**Parts of the exercise:**
1. According to the text about the Indigenous Knowledge Centre, on what date did the IKC open?
2. Go on with the text about the Indigenous Knowledge Centre and Culture Love, starting after its last sentence.

Torres Strait Island Regional Council operate an Indigenous Knowledge Centre (IKC) at Main Street. Opened on 30 June 2006, partnered with the State Library of Queensland, the IKC delivers a library service for community members, and a range of projects, including Taking IT On, Remote Indigenous Public Internet Access (RIPIA), Culture Love and Deadly Digital Communities.

Culture Love was a project delivered through a partnership between Arts Queensland, the State Library of Queensland, and respective shire and regional councils across Queensland. The partnership commenced in 2009 and continued for many years. Projects were delivered during school holidays and covered themes such as art, language, music to capture and enhance Aboriginal and Torres Strait Islander culture and history. At Dauan, Culture Love took place from 2 to 6 July 2013, for community members, children and young people, Elders, local artists, knowledge experts and visiting arts workers to celebrate culture through the arts. At the end of the week-long project, an interactive bilingual book, called The Coming of the Light Dauan Island was created using original artwork. The story is presented in both Kala Kawaw Ya (KKY) and English.

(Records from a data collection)
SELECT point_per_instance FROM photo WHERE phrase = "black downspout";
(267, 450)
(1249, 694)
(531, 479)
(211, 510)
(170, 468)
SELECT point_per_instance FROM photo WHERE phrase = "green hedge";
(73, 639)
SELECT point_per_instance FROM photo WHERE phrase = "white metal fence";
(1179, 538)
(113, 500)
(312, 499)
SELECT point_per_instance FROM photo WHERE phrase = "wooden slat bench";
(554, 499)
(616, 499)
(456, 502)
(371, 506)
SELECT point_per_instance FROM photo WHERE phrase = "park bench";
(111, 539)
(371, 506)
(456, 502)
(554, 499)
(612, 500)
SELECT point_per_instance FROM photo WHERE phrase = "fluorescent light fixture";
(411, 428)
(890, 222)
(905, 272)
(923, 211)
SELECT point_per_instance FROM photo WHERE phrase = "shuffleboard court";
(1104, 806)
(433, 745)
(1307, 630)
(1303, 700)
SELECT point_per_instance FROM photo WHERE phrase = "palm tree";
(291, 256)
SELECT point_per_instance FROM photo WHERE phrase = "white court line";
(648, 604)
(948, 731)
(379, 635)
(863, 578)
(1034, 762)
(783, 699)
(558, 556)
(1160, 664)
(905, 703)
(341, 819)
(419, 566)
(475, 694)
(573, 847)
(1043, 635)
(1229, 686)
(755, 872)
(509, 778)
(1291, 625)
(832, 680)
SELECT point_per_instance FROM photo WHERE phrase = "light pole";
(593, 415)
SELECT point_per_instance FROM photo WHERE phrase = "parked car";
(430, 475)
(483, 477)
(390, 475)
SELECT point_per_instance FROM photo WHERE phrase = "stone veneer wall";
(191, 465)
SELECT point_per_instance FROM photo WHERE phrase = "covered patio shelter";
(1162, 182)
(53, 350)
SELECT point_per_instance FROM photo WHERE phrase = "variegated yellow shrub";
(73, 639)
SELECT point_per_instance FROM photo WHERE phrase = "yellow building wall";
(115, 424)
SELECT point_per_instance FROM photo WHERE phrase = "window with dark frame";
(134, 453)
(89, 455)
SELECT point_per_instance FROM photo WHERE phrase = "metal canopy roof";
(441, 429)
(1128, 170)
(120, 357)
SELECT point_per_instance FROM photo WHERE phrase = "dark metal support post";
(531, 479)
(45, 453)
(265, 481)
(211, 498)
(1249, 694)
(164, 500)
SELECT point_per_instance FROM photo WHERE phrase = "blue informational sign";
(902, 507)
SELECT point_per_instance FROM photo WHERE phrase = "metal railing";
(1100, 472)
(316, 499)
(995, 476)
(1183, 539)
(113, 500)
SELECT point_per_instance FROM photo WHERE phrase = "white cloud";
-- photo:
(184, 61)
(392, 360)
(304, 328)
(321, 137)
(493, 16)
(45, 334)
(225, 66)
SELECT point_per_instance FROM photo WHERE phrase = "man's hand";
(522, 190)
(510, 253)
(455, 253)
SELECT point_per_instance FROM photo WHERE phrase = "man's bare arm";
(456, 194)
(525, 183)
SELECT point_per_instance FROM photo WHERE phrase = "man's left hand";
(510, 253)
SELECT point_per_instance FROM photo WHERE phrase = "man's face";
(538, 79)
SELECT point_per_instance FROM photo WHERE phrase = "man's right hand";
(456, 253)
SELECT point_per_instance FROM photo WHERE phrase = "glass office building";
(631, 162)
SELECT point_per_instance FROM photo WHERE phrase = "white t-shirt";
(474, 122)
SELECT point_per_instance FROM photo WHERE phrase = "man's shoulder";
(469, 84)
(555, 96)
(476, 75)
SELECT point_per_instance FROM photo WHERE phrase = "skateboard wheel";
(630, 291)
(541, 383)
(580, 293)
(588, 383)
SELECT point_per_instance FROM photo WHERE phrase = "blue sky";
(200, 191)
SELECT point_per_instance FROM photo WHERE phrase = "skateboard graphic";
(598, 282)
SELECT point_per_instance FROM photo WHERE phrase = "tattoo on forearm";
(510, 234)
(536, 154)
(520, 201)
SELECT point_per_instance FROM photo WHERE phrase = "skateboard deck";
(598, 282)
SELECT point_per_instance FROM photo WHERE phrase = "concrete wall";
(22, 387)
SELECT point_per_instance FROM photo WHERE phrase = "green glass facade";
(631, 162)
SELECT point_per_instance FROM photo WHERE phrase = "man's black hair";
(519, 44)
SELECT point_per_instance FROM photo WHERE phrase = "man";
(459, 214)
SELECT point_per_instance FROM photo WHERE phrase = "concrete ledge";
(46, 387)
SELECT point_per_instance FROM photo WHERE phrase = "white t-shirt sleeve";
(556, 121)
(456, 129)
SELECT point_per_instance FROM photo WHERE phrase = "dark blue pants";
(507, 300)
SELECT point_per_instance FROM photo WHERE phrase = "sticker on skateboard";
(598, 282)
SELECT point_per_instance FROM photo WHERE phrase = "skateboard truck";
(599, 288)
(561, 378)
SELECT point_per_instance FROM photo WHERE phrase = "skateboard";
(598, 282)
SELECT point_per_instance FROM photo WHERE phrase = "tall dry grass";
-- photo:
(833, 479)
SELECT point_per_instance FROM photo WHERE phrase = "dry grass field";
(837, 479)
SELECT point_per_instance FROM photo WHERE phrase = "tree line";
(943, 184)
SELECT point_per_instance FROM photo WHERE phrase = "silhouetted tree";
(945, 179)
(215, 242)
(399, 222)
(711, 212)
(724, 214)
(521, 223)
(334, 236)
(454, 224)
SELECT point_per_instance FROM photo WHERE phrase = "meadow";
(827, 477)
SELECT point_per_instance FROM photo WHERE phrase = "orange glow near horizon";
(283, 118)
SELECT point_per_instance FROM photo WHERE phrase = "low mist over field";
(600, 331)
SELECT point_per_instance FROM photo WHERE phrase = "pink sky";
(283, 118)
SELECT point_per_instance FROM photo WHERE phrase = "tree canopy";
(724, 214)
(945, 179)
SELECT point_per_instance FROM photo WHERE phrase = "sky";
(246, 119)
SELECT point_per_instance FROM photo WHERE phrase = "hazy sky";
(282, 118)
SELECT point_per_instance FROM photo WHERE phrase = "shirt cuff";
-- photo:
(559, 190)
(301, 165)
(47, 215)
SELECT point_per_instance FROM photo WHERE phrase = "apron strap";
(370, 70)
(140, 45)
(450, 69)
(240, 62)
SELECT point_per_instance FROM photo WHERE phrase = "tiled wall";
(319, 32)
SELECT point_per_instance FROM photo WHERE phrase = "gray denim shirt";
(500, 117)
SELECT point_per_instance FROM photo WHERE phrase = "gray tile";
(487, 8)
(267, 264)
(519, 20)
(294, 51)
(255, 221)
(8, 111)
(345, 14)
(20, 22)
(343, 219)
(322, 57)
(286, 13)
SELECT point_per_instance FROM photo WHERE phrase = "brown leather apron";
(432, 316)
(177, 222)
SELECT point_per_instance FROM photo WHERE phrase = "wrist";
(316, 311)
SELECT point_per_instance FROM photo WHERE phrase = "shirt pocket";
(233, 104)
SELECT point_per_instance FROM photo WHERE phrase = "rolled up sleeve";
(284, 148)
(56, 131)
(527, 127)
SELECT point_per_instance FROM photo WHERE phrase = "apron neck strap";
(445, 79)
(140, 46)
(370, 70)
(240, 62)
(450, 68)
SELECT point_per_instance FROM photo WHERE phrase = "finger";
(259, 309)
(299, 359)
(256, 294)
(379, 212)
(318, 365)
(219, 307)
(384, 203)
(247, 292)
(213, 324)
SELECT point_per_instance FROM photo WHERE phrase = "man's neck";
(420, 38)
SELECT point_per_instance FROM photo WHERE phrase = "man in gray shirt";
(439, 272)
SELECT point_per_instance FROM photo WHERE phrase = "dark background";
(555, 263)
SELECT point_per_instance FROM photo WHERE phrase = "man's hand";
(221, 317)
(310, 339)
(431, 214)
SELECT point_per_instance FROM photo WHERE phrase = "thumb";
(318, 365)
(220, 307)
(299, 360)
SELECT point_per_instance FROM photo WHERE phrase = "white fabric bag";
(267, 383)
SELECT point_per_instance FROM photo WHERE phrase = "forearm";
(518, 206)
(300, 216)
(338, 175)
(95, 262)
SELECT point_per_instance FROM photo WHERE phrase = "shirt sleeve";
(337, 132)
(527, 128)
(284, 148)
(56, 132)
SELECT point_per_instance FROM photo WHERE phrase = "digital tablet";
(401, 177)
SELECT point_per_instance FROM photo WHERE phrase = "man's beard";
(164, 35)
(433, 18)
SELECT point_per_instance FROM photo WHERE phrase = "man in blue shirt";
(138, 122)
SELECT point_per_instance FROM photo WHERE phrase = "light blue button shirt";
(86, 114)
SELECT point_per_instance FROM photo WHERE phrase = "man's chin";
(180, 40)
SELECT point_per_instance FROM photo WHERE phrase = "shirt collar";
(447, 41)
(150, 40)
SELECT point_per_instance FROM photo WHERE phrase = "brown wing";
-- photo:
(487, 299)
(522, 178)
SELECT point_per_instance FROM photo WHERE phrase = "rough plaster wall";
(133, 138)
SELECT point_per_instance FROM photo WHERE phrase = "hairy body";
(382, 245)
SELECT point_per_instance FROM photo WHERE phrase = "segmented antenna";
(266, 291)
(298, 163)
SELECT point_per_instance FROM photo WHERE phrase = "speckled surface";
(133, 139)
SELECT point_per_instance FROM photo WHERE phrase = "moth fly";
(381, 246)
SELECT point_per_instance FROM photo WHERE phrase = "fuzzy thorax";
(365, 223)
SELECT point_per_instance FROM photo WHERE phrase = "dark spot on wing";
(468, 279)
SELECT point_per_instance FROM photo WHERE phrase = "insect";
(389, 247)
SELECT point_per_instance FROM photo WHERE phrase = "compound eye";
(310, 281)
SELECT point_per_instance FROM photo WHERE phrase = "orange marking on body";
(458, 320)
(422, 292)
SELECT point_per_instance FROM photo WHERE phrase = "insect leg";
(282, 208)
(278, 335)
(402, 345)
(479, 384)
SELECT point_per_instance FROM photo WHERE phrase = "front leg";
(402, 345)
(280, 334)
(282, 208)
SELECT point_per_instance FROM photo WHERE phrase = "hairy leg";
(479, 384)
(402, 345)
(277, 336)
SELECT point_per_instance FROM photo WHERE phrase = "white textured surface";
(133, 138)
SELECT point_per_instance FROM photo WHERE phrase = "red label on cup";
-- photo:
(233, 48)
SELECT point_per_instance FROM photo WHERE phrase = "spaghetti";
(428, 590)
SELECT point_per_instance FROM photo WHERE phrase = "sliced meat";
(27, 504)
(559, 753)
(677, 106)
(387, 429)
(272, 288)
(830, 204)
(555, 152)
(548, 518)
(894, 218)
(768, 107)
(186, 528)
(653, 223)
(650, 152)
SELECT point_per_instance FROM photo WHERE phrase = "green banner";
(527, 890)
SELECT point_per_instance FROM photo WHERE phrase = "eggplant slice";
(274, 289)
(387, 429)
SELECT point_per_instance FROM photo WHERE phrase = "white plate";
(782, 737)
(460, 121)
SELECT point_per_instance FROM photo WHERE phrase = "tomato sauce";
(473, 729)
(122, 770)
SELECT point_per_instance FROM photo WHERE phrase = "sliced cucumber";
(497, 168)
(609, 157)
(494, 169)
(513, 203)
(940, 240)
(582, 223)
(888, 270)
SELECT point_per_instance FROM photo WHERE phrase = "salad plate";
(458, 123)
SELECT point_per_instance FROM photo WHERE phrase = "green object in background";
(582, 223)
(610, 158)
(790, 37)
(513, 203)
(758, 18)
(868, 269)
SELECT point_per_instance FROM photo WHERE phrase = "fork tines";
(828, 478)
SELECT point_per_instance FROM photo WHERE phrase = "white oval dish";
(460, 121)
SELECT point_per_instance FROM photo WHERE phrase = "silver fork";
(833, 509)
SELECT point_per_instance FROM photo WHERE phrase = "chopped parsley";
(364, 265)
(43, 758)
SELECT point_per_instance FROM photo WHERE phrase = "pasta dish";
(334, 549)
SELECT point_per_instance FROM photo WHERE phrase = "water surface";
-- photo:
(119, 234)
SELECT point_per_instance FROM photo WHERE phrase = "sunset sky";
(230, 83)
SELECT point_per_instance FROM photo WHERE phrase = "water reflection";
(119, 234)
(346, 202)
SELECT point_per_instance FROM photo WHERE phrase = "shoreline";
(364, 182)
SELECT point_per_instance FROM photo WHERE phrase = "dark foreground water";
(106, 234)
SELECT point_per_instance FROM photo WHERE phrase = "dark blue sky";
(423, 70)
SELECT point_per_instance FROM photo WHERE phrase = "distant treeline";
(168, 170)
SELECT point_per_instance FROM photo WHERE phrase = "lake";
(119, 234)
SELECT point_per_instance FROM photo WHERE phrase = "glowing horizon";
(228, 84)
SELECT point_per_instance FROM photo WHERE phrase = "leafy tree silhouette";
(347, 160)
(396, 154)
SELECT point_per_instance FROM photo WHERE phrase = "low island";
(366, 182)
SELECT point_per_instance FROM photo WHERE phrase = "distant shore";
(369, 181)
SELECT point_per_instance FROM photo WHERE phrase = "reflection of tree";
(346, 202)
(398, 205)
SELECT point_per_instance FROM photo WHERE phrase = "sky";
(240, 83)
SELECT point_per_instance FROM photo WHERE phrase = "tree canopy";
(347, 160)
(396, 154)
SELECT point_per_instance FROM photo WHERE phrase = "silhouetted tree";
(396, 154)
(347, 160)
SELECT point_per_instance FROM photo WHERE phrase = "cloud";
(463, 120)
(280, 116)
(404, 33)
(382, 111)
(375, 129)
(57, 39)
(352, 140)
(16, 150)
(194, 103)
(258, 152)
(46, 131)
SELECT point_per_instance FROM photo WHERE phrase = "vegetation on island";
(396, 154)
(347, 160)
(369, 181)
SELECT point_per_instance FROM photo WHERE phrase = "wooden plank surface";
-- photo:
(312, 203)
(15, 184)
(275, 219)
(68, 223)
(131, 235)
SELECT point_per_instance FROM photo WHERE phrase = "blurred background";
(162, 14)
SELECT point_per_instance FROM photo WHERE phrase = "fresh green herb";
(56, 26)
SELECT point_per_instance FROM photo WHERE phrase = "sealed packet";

**Answers given:**
1. 30 June 2006

2.
== Education ==

Dauan Island Campus is a primary (early childhood to Grade 6) campus of Tagai State College in Main Street. The college has its headquarters on Thursday Island. In 2016, the Dauan campus of the Tagai State College had an enrolment of 18 students in early years and 21 students in middle years (total 39 students).

== Religion ==
In 2018, a parish on Dauan Island became the first in the Torres Strait to enter the Personal Ordinariate of Our Lady of the Southern Cross, a structure within the Catholic Church for former Anglicans. A former priest and vicar-general of the Church of Torres Strait, Fr G.W. Barnier OLSC was ordained as a Catholic deacon (24 April 2013) and priest two days later on 26 April 2013 by James Foley, Bishop of Cairns.